Object position labeling entries:
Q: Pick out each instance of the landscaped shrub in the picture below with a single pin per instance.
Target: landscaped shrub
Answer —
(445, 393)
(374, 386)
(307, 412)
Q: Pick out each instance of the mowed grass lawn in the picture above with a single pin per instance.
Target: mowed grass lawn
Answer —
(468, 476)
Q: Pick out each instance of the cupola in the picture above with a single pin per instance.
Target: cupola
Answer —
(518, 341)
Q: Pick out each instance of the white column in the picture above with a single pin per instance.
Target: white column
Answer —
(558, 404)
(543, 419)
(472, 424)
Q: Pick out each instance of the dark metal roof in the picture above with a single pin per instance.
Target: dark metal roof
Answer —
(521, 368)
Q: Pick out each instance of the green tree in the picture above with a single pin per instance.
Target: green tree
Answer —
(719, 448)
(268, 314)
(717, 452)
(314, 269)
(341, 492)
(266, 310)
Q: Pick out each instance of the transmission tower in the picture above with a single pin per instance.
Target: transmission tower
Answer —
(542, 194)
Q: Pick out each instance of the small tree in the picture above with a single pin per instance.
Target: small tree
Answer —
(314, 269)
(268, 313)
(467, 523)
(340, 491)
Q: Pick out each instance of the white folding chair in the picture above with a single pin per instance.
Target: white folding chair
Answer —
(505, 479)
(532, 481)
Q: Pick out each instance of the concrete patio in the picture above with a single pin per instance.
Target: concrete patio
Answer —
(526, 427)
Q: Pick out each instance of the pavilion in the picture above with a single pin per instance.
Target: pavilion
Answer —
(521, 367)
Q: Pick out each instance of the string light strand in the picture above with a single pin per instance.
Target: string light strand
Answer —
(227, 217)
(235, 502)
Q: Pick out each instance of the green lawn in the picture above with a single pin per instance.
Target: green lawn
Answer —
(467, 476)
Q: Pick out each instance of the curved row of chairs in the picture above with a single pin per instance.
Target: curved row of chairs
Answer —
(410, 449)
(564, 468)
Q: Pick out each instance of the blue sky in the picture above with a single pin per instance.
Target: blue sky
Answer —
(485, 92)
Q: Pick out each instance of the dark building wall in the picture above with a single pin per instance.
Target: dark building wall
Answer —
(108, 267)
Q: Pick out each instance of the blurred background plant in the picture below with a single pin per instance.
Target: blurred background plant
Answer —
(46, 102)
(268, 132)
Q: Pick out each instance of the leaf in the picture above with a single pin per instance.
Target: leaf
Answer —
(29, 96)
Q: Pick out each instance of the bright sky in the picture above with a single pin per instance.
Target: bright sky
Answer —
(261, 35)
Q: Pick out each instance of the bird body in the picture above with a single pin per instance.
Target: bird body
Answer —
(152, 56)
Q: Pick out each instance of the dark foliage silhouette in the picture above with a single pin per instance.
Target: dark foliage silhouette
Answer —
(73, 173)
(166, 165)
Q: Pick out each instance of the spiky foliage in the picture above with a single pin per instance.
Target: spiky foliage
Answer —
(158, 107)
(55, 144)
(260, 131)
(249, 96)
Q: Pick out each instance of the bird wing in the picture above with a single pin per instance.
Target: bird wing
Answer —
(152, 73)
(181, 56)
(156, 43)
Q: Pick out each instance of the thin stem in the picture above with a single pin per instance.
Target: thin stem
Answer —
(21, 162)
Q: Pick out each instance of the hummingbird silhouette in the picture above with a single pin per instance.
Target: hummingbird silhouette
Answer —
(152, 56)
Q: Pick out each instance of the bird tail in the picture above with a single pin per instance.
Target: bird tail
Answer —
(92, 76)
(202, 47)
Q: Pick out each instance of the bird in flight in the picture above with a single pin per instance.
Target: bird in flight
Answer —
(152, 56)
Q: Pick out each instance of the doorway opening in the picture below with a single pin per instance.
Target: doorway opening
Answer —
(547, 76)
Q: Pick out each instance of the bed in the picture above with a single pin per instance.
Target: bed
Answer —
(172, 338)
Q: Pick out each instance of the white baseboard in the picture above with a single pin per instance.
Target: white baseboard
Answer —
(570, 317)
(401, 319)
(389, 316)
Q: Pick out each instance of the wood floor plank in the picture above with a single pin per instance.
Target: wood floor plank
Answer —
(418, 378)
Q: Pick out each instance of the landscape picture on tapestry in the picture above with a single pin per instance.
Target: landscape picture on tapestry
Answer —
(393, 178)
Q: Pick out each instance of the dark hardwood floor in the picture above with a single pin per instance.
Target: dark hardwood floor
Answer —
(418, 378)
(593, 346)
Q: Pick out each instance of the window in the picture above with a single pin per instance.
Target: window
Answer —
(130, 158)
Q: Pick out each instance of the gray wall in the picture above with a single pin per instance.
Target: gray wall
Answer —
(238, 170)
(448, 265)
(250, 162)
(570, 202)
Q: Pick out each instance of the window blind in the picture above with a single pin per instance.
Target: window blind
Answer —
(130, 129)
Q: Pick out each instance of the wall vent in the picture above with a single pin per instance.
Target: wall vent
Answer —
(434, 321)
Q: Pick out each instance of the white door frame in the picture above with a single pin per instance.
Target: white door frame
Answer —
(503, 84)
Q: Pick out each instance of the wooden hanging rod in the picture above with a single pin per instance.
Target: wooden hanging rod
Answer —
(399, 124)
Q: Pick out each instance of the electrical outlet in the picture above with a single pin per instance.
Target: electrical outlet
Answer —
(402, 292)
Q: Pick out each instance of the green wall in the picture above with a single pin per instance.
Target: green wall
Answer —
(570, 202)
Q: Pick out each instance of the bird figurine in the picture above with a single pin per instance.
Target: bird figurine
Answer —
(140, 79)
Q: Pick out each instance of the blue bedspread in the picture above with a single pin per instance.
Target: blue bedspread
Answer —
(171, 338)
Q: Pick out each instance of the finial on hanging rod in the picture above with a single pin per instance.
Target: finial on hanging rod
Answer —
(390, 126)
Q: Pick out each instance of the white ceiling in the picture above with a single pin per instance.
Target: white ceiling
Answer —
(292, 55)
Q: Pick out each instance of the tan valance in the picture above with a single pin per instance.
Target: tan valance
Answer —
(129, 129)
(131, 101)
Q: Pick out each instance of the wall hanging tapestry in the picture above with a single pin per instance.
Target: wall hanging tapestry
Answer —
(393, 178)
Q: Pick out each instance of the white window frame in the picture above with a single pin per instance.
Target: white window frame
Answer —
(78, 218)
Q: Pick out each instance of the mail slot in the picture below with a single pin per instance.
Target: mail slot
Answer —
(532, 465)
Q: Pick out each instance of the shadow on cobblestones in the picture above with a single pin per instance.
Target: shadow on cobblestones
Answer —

PROBLEM TO WORK ON:
Each line of the material should be duplicated exactly, please.

FULL OUTPUT:
Q: Pick out each instance of the landscaped shrub in the picture below with a single pin per instance.
Target: landscaped shrub
Answer —
(445, 393)
(374, 386)
(307, 412)
Q: Pick out each instance of the mowed grass lawn in the picture above with a single pin per instance.
Target: mowed grass lawn
Answer —
(468, 476)
Q: Pick out each instance of the cupola in the picture above with a single pin per instance.
Target: cupola
Answer —
(518, 341)
Q: Pick out each instance of the white column in the picture above with a single pin per instance.
Target: white column
Answer —
(558, 404)
(543, 419)
(472, 424)
Q: Pick out each instance of the dark metal roof in the picture above with a single pin per instance.
Target: dark metal roof
Answer —
(521, 368)
Q: Pick out each instance of the green tree in the picture above with a single pin per instance.
Target: green tree
Answer —
(719, 448)
(268, 314)
(717, 452)
(314, 269)
(341, 492)
(266, 310)
Q: Pick out each instance of the transmission tower in the picture above with a single pin per instance.
Target: transmission tower
Answer —
(542, 194)
Q: Pick out each instance of the small tree in the picture above with a single pin per instance.
Target: small tree
Answer —
(314, 269)
(268, 313)
(467, 523)
(340, 491)
Q: Pick out each instance of the white folding chair in the picture above with a single pin per instance.
Target: white folding chair
Answer —
(505, 479)
(532, 481)
Q: Pick out each instance of the concrete patio in the picture above with a single pin per instance.
Target: concrete patio
Answer —
(526, 427)
Q: Pick out each instance of the pavilion in the picture above with a single pin per instance.
Target: pavilion
Answer —
(521, 367)
Q: Pick out each instance of the string light strand in the picture above with a single pin per instance.
Target: string light strand
Answer —
(227, 217)
(235, 502)
Q: Pick out each instance of the green lawn in the picture above with a single pin per instance.
Target: green lawn
Answer —
(467, 476)
Q: Pick out each instance of the curved row of chairs in the picture above with a single pin per instance.
Target: curved row of chairs
Answer —
(410, 449)
(564, 468)
Q: Pick out each instance of the blue sky in the picture above with a single pin per instance.
Target: blue sky
Answer —
(485, 92)
Q: Pick out each instance of the dark building wall in the picture above with a single pin per instance.
Target: dark building wall
Answer —
(108, 267)
Q: Pick out each instance of the blurred background plant in the picture below with a single pin per instance.
Target: blurred background plant
Answer —
(46, 102)
(268, 132)
Q: Pick out each instance of the leaf in the picture above with a single pin per instance.
Target: leaf
Answer —
(29, 96)
Q: Pick out each instance of the bright sky in the picture above with a single pin per instance.
Target: bright sky
Answer —
(261, 35)
Q: Pick out each instance of the bird body in the picture above with a single pin per instance.
Target: bird body
Answer —
(152, 56)
Q: Pick out each instance of the dark foliage silhouette in the picture above with a single pin per instance.
Target: dark foliage silhouette
Answer —
(73, 173)
(166, 165)
Q: Pick out each instance of the spiky foliage in the picture above with a single pin per instance.
Target: spiky foliage
Answer —
(158, 107)
(55, 144)
(260, 131)
(249, 96)
Q: Pick out each instance of the bird wing in the picture above with a single pin per instance.
Target: bird wing
Answer —
(152, 73)
(181, 56)
(156, 43)
Q: Pick out each instance of the thin stem in the picture above with a single pin per instance.
Target: thin stem
Answer —
(21, 162)
Q: Pick out each instance of the hummingbird silhouette in the picture above with a single pin per instance.
Target: hummingbird silhouette
Answer —
(152, 56)
Q: Pick out each instance of the bird tail in the picture above with a single pin per instance.
Target: bird tail
Answer —
(92, 76)
(202, 47)
Q: Pick out each instance of the bird in flight in the picture above with a single pin per instance.
Target: bird in flight
Answer —
(152, 56)
Q: Pick out each instance of the doorway opening in the picture below with a single pin per instance.
Target: doorway opening
Answer —
(547, 76)
Q: Pick out each instance of the bed in the picture above with a single pin per instance.
Target: bed
Answer —
(172, 338)
Q: Pick out each instance of the white baseboard in the picture above with a single pin per instance.
Target: white baseboard
Answer —
(570, 317)
(401, 319)
(389, 316)
Q: Pick out each instance of the wood floor plank in the picture above with a single pin per instance.
Target: wood floor plank
Answer —
(418, 378)
Q: Pick out each instance of the landscape picture on tapestry in the picture above with a single pin per instance.
Target: landscape picture on tapestry
Answer —
(393, 178)
Q: Pick out each instance of the dark hardwood floor in the picture above with a single pin per instance.
Target: dark hardwood floor
Answer —
(418, 378)
(593, 346)
Q: Pick out each instance of the window in the picture above with a single pin per instance.
Target: window
Answer —
(130, 158)
Q: Pick out each instance of the gray wall in the picture above with a single pin per instance.
Target: gray wall
Answer —
(238, 170)
(448, 265)
(250, 162)
(570, 202)
Q: Pick out each instance of the window blind in the picture above with a single pin per instance.
Target: window blind
Answer —
(130, 129)
Q: Pick out each instance of the wall vent in the picture above with a single pin per instance.
Target: wall vent
Answer —
(434, 321)
Q: Pick out each instance of the white door frame in the picture above with a single pin per instance.
Target: white door frame
Answer —
(503, 84)
Q: Pick out each instance of the wooden hanging rod in the picture above with a single pin per instance.
Target: wooden hanging rod
Answer —
(399, 124)
Q: Pick out each instance of the electrical outlet in the picture above with a single pin per instance.
Target: electrical outlet
Answer —
(402, 292)
Q: Pick out each instance of the green wall in the picture above with a single pin per instance.
Target: green wall
Answer —
(570, 202)
Q: Pick out each instance of the bird figurine in the picture above with a single pin per instance.
Target: bird figurine
Answer —
(140, 79)
Q: Pick out each instance of the blue bedspread in the picture above with a single pin per instance.
Target: blue bedspread
Answer —
(171, 338)
Q: Pick out each instance of the finial on hanging rod in the picture above with a single pin per instance.
Target: finial on hanging rod
Answer —
(390, 126)
Q: Pick out each instance of the white ceiling in the picture above with a single pin per instance.
Target: white ceiling
Answer —
(292, 55)
Q: Pick out each instance of the tan valance in the picture above with a single pin per instance.
Target: tan valance
Answer —
(129, 129)
(131, 101)
Q: Pick out each instance of the wall hanging tapestry in the picture above with a single pin per instance.
Target: wall hanging tapestry
Answer —
(393, 178)
Q: Pick out each instance of the white window frame in the picture above with a single pin per instance.
Target: white window frame
Answer —
(78, 218)
Q: Pick out each instance of the mail slot in the picture below with a single pin per instance.
Target: mail slot
Answer —
(532, 465)
Q: Pick out each instance of the shadow on cobblestones in the picture above with a single pin per instance.
Target: shadow on cobblestones
Answer —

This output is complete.